Given records |
Segment Open

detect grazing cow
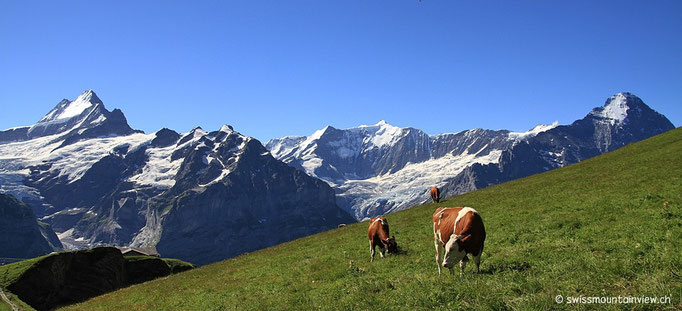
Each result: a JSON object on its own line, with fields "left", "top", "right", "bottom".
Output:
{"left": 430, "top": 187, "right": 440, "bottom": 203}
{"left": 367, "top": 216, "right": 397, "bottom": 262}
{"left": 432, "top": 207, "right": 486, "bottom": 275}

Segment Closed

What the task asks |
Take every line of the material and copy it exactly, leaving out the pictures.

Written response |
detect grazing cow
Each result: a JSON object on its own line, with fields "left", "top", "right", "bottom".
Output:
{"left": 430, "top": 187, "right": 440, "bottom": 203}
{"left": 367, "top": 216, "right": 397, "bottom": 262}
{"left": 432, "top": 207, "right": 486, "bottom": 275}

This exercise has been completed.